_Exercises_:
1. Decide whether each statement below agrees with the pesticide article. Answer yes or no for each, and quote the deciding words of the text. (a) Mozambique lost more than 40,000 hectares of cultivated land in the 2018-19 agricultural campaign. (b) Farmers in Boane district cut their weekly pesticide use in half. (c) Some banana varieties resist the banana bunchy top virus.
2. Reproduce the pesticide article from "Of pesticide abuse" to "throughout the country.", substituting "corn" for "maize".
Segment Start: Selected extract
Monday, July 22, 2019

Of pesticide abuse


In the 2018-19 agricultural campaign, Mozambique lost over 40,000 hectares of cultivated land because of the abuse of pesticides in the attempt to control insect pests. Interviewed by the Portuguese news agency Lusa, Aderito Lazaro of the Plant Health Department in the Ministry of Agriculture, said “the use of chemicals should be a last resort. However, at the first sign of a pest, the producers grab their pesticides, and one of the mistakes is that they use the same substance repeatedly. They should rotate”.
Lazaro cited the case of Boane district, 30 kilometres west of Maputo, where farmers had doubled the amount of pesticides used per week – without getting rid of the pests damaging the maize crop. Insects are showing signs of resistance to pesticides throughout the country.
The Agriculture Ministry, in partnership with the United Nations Food and Agriculture Organisation (FAO), has publicised methods to handle pests through an integrated range of measures, including not only conventional insecticides, but also biological pesticides and improved seed. Meanwhile, a new pest is threatening banana growers in Chokwe district, in the Limpopo valley. This is the banana bunchy top virus (BBTV). To prevent the spread of the virus the authorities are destroying infected banana trees in several plantations. “This virus is lethal, and regardless of whether we cut the trees down or not, they will die”, said Celso Rufasse, coordinator of the BBTV project, cited by the independent daily “O Pais”.
“If we don’t cut the trees down, there will be a greater dispersal of the disease”, he continued. “The goal is to avoid the spread of the virus, so that we can eradicate the disease”.
Destroying the infected plants began a month ago, and so far almost 30,000 banana trees have been cut down in Chokwe. There is ban in place on the movement of bananas from Chokwe to elsewhere in the country. The elimination of infected plants is budgeted at 20 million meticais (about 323,000 US dollars), and this task is receiving assistance from South Africa and the United States. The virus is transmitted plant to plant by banana aphids. The virus damages the cells of the host plant, and usually prevents it from producing fruit. Any fruit that is produced is likely to be deformed. Since there are no varieties of banana that are resistant to the virus, the only ways to eliminate the disease are to control the aphids, or to remove and destroy infected plants before the virus spreads.
Segment End: Selected extract
Segment Start: Data to examine
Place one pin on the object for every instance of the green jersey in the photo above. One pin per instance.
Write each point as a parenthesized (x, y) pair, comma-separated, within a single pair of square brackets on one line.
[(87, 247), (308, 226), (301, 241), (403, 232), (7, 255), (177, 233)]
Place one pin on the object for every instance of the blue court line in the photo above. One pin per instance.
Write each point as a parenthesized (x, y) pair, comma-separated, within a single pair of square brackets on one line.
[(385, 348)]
Segment End: Data to examine
Segment Start: Data to examine
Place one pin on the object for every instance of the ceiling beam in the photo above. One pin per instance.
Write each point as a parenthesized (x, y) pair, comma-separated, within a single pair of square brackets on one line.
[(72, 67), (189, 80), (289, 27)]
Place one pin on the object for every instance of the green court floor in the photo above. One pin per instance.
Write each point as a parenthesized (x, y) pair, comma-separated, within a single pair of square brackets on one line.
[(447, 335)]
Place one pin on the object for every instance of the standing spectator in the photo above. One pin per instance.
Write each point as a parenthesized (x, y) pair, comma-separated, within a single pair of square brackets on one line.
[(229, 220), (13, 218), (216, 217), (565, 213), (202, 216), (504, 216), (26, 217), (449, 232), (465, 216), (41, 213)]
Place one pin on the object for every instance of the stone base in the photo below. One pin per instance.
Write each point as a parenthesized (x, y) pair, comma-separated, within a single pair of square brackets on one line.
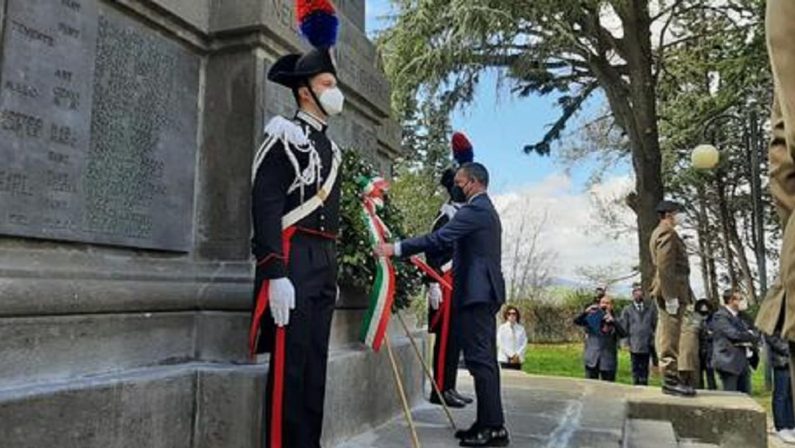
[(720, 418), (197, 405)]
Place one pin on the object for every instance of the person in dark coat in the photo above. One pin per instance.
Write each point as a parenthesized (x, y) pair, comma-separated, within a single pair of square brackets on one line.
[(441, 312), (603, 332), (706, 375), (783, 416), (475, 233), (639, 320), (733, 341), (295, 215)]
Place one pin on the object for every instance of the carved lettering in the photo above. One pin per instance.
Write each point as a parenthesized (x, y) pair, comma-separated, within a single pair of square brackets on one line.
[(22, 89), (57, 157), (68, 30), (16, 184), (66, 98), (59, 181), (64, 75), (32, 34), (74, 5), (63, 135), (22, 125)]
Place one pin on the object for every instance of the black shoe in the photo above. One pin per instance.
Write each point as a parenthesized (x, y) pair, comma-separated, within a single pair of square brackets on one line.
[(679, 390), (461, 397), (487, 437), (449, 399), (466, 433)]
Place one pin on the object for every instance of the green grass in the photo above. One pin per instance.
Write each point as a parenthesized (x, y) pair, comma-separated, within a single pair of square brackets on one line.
Segment End: Data to examine
Segment Start: Data to examine
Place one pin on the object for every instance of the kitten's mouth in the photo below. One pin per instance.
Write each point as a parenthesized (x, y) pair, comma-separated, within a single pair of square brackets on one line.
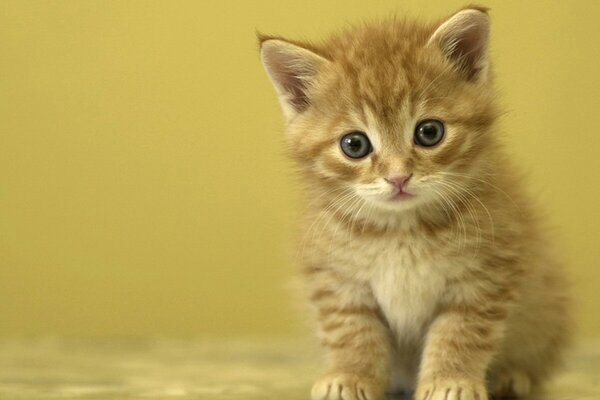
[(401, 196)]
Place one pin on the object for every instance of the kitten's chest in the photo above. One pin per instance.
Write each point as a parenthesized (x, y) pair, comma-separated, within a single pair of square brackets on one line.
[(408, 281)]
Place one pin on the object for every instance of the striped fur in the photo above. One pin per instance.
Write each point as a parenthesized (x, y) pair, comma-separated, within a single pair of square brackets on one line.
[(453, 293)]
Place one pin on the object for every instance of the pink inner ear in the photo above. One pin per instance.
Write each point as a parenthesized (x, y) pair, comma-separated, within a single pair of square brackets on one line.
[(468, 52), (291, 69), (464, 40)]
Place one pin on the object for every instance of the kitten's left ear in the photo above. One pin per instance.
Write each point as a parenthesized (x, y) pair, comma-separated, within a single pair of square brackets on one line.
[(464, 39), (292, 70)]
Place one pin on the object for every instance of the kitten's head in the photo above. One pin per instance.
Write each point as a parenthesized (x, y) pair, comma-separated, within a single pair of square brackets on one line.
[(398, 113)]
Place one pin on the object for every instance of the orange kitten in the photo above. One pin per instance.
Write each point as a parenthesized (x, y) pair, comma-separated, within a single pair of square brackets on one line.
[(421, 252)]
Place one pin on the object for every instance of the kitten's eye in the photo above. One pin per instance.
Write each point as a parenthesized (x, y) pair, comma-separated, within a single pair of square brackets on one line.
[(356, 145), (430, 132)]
Segment End: Data to examine
_Activity answers_:
1.
(a) Yes: "In the 2018-19 agricultural campaign, Mozambique lost over 40,000 hectares of cultivated land"
(b) No: "farmers had doubled the amount of pesticides used per week"
(c) No: "there are no varieties of banana that are resistant to the virus"

2.
Of pesticide abuse


In the 2018-19 agricultural campaign, Mozambique lost over 40,000 hectares of cultivated land because of the abuse of pesticides in the attempt to control insect pests. Interviewed by the Portuguese news agency Lusa, Aderito Lazaro of the Plant Health Department in the Ministry of Agriculture, said “the use of chemicals should be a last resort. However, at the first sign of a pest, the producers grab their pesticides, and one of the mistakes is that they use the same substance repeatedly. They should rotate”.
Lazaro cited the case of Boane district, 30 kilometres west of Maputo, where farmers had doubled the amount of pesticides used per week – without getting rid of the pests damaging the corn crop. Insects are showing signs of resistance to pesticides throughout the country.